- **GIVEN REQUEST**: How many lines in the rows below contain the string "smoky"? Case counts, and the reply should be the number alone.

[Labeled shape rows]
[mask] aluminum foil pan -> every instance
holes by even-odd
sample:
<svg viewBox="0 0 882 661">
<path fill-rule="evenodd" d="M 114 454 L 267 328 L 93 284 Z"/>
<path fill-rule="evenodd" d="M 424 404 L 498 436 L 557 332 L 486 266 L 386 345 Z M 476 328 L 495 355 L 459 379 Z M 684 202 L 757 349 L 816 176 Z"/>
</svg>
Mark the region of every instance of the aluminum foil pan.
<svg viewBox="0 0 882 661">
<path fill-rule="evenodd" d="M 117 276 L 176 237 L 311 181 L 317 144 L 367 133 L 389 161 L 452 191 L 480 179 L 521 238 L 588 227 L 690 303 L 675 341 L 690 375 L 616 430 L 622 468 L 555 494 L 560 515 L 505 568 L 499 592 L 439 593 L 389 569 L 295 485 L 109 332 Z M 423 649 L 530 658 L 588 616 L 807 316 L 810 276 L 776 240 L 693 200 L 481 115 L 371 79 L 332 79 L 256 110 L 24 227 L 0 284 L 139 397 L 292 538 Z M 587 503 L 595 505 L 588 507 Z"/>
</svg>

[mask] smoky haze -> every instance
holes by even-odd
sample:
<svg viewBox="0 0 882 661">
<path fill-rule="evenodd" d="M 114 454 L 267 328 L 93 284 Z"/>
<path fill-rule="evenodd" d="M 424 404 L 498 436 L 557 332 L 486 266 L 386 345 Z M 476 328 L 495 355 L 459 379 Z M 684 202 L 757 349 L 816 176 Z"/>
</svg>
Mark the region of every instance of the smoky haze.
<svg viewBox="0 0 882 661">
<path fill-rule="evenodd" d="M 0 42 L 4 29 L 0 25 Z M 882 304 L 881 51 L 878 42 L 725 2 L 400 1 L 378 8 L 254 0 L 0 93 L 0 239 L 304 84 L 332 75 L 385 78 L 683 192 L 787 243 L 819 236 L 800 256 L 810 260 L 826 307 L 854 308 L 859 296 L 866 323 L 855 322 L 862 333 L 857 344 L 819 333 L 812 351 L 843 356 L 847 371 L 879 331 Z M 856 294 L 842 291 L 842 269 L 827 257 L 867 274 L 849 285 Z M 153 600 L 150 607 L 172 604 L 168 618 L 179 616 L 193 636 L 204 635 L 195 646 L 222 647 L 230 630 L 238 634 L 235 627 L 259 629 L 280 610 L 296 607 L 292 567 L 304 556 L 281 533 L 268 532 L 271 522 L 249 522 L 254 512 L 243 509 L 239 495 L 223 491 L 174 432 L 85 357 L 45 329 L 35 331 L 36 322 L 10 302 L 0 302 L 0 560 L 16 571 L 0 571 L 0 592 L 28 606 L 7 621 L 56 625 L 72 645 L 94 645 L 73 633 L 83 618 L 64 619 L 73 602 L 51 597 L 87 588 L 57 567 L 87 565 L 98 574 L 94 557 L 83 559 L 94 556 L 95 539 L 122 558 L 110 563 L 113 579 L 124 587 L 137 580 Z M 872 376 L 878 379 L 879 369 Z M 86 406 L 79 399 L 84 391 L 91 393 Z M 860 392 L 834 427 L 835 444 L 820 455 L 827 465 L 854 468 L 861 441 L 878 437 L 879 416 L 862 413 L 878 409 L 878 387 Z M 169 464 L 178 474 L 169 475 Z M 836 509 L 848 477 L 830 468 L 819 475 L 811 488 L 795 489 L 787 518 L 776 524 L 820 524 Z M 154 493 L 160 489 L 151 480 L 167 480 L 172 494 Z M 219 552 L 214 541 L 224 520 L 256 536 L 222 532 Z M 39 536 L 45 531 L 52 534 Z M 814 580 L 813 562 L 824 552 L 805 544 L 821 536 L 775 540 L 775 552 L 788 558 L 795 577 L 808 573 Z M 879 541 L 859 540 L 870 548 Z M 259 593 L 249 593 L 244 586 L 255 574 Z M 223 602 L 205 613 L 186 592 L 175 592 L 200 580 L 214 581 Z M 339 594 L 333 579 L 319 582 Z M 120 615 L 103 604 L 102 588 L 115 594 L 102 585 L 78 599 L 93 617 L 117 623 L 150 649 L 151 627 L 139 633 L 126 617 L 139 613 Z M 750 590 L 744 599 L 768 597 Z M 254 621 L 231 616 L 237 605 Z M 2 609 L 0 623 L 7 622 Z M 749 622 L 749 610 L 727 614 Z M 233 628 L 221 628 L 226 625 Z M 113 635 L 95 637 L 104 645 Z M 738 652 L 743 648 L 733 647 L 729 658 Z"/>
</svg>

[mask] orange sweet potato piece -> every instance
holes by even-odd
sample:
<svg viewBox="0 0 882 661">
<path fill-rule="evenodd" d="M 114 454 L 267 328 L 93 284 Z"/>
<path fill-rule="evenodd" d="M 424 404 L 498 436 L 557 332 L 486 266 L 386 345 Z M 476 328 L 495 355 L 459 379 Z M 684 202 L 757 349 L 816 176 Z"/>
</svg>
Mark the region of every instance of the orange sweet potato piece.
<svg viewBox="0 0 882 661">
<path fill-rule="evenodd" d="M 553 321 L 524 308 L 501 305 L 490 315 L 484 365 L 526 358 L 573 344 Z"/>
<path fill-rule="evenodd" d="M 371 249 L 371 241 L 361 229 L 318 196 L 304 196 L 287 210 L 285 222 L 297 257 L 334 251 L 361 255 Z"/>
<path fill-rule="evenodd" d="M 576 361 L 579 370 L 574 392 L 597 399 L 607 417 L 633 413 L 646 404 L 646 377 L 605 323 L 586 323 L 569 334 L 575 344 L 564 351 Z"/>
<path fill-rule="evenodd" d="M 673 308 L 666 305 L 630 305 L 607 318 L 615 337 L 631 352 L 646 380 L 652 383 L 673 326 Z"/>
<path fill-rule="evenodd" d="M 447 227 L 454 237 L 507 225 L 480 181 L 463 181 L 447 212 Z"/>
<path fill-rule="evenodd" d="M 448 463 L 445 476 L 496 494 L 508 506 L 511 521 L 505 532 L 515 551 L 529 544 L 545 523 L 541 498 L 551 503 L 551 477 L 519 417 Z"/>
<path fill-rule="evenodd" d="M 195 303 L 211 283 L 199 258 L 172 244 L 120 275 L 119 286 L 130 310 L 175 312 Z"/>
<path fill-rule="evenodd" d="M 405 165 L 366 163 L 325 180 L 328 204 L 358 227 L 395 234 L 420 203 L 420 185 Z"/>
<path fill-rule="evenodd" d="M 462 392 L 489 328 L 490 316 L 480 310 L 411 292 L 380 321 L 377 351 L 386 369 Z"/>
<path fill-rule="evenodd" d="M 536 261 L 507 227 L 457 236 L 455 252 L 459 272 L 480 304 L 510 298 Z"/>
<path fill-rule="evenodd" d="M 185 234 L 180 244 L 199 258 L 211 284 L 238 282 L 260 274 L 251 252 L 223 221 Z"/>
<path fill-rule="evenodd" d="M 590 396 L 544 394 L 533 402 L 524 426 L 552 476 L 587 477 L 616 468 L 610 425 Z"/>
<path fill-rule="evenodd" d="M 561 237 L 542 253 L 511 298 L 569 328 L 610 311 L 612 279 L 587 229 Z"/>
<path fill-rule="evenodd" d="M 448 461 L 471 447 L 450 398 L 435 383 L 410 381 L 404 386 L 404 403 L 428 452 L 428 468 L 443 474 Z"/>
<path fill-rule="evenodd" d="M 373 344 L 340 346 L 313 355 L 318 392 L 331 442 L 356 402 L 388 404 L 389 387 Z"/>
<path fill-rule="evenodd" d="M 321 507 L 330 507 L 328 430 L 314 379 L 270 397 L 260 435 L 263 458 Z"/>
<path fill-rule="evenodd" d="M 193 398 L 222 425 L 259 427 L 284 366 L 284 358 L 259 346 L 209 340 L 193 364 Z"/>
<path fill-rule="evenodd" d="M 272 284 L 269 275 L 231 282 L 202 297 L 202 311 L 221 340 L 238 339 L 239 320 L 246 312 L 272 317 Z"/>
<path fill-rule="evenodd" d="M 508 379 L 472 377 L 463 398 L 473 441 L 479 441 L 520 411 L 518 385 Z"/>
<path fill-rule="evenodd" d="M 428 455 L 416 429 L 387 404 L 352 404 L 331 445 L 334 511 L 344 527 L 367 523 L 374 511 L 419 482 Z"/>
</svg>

- **REPLY TO THE EXERCISE**: 2